Exercise description
Retype every item below word for word, leaving out the pictures.

Records
·····

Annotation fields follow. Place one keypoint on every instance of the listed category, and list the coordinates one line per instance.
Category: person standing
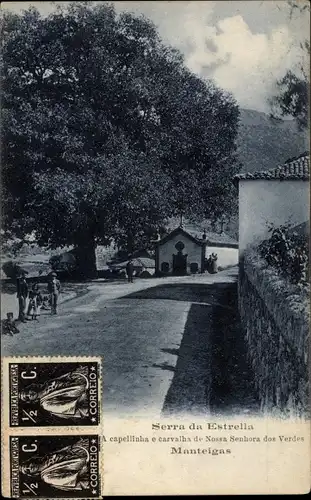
(130, 271)
(22, 294)
(32, 311)
(54, 291)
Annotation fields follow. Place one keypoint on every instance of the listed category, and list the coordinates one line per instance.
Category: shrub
(287, 251)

·····

Expected answer
Annotation fields follow. Place one keypoint on every instance of the listed category, and list the coordinates one line per instance.
Category: person standing
(130, 271)
(22, 294)
(32, 311)
(54, 291)
Annotation fields follow. Place one keypoint on every instance of the listed category, and list the coordinates one line per instance.
Category: shrub
(287, 251)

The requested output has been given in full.